### Selected extract
== == ==
In re T.M., 2014 WL 37287 (Hawai’i).
Where mother was a minor for most of case and had a GAL, but no attorney, termination was improper because mother was not adequately informed of her rights and responsibilities toward her child, and may well have made different decisions that would have changed the outcome.
A mother gave birth to a child when she was 15. She had mental health diagnoses, including psychotic and bipolar disorders. Petitions were filed to take custody of the child and the mother.
The trial court advised the mother of her right to an attorney and also explained that it was trying to find one person to act as a guardian ad litem (GAL) and attorney, but that both might be needed if the GAL had recommendations for mother’s best interests that conflicted with her wishes.
The mother did not fill out an application of indigency for an attorney. The court appointed an attorney for her mother (the grandmother), an attorney for the child’s father, and a GAL for the mother.
In a later review, the GAL reported her recommendations and noted where the mother’s wishes conflicted. In another review, where termination was discussed due to limited progress of the mother and her family in providing a safe home, the GAL asked the court to appoint her an attorney.
At the first hearing on a termination petition filed by the agency, the mother had not yet been appointed an attorney. The court noted that it had hoped an agreement could be worked out. The agency said it was considering guardianship with the foster parent instead of termination, but would need to further explore relatives. The court then asked the GAL if she could represent the mother as her attorney. The GAL informed the court she believed it would be a conflict of interests.
By the second date for termination, the mother had been appointed an attorney. The agency reported it was continuing to look at possible relatives and the foster parent guardianship. The court responded that it wished to proceed with a termination hearing. The mother’s attorney objected noting she had only just been able to meet with the mother.
The termination was put back on the docket when the agency found a relative interested in adopting. At the next hearing, the mother’s attorney asked for more time since the mother had just reached adulthood. Testimony was mixed regarding the mother’s commitment to remain drug and alcohol free and give her son priority.
== == ==
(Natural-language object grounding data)
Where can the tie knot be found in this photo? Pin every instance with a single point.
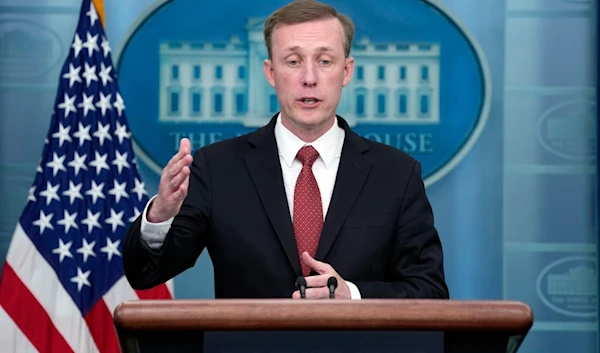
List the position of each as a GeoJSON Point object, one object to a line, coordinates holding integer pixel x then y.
{"type": "Point", "coordinates": [307, 155]}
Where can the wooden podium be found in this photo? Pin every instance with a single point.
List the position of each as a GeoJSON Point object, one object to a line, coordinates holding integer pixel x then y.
{"type": "Point", "coordinates": [465, 326]}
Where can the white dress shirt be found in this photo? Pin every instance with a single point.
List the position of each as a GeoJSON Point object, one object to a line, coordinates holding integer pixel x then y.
{"type": "Point", "coordinates": [325, 167]}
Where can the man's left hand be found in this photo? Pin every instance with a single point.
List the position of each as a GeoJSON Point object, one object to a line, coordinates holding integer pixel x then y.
{"type": "Point", "coordinates": [317, 285]}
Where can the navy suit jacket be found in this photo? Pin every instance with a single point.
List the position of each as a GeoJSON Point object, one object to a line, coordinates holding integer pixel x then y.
{"type": "Point", "coordinates": [378, 232]}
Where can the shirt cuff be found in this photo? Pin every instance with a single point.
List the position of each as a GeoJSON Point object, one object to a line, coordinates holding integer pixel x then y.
{"type": "Point", "coordinates": [154, 234]}
{"type": "Point", "coordinates": [354, 292]}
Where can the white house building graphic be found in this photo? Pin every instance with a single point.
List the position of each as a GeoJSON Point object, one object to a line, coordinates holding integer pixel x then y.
{"type": "Point", "coordinates": [393, 83]}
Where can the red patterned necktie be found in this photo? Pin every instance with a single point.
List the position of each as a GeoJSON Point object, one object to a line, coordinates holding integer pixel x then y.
{"type": "Point", "coordinates": [308, 208]}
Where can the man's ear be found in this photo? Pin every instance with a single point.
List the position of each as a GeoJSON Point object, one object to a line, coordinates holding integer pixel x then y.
{"type": "Point", "coordinates": [269, 73]}
{"type": "Point", "coordinates": [348, 71]}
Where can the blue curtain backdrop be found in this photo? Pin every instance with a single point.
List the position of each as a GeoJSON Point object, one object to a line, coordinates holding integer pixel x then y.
{"type": "Point", "coordinates": [518, 214]}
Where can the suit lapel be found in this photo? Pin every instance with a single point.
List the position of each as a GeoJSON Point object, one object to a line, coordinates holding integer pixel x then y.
{"type": "Point", "coordinates": [265, 170]}
{"type": "Point", "coordinates": [352, 174]}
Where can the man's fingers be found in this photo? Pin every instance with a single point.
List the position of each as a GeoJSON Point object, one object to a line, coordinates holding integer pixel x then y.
{"type": "Point", "coordinates": [173, 170]}
{"type": "Point", "coordinates": [318, 266]}
{"type": "Point", "coordinates": [185, 146]}
{"type": "Point", "coordinates": [184, 150]}
{"type": "Point", "coordinates": [317, 281]}
{"type": "Point", "coordinates": [313, 293]}
{"type": "Point", "coordinates": [178, 179]}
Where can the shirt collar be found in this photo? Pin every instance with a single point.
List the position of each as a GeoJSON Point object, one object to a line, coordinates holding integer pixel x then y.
{"type": "Point", "coordinates": [329, 145]}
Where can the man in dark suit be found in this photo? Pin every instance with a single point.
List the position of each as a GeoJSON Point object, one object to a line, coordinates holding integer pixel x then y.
{"type": "Point", "coordinates": [302, 196]}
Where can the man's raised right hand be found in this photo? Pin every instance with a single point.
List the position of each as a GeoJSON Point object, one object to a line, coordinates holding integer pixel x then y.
{"type": "Point", "coordinates": [173, 187]}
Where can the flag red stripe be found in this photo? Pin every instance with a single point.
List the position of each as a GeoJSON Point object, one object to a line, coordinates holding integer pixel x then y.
{"type": "Point", "coordinates": [29, 315]}
{"type": "Point", "coordinates": [100, 323]}
{"type": "Point", "coordinates": [159, 292]}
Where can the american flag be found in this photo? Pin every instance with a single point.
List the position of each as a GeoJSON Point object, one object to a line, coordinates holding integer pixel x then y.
{"type": "Point", "coordinates": [63, 276]}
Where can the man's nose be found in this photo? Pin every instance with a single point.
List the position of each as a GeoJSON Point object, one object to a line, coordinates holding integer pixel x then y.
{"type": "Point", "coordinates": [309, 77]}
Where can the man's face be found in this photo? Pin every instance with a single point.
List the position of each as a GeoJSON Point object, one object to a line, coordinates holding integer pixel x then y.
{"type": "Point", "coordinates": [308, 70]}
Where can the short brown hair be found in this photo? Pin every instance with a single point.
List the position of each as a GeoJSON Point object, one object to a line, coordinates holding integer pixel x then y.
{"type": "Point", "coordinates": [300, 11]}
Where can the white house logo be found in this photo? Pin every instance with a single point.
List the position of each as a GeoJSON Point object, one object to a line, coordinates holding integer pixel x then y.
{"type": "Point", "coordinates": [195, 70]}
{"type": "Point", "coordinates": [27, 49]}
{"type": "Point", "coordinates": [569, 286]}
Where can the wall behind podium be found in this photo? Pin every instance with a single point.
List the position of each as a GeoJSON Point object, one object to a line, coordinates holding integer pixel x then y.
{"type": "Point", "coordinates": [495, 97]}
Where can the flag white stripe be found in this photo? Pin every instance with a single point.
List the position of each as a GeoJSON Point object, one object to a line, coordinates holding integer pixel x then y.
{"type": "Point", "coordinates": [41, 280]}
{"type": "Point", "coordinates": [118, 293]}
{"type": "Point", "coordinates": [12, 340]}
== == ==
### Problem requirements
Resume the In re T.M. case summary, writing on from its final sentence.

### Written answer
The trial court terminated her rights, finding that while she had made good progress the last few months, it could not be sure she would make a lasting change and the child had been in care over two years. The mother appealed.
The Hawai’i Supreme Court vacated the termination order after finding the 19-month delay in appointing an attorney constituted an abuse of discretion.
The trial court, the supreme court noted, should have recognized the mother needed an attorney when she was unrepresented during negotiations about whether the plan should be guardianship or termination. Nothing in the record showed the mother knew of the two-year statutory deadline that ultimately led to the termination ground. It was also improper because the mother was the only party without counsel.
The Hawai’i Supreme Court went on to analyze the case-by-case statutory appointment scheme under the Hawai’i Constitution. Several issues weighed against a case-by-case approach—as here, the risk of erroneous denial of appointment, the statutory child welfare scheme’s complexity, evidentiary nuances, the imbalance of power between the agency and parents, and that deprivation of a parent-child relationship is more grievous a liberty deprivation than incarceration.
Based on its analysis, the supreme court held that the Hawai’i Constitution requires appointment of counsel for all parents whose children are taken into agency custody.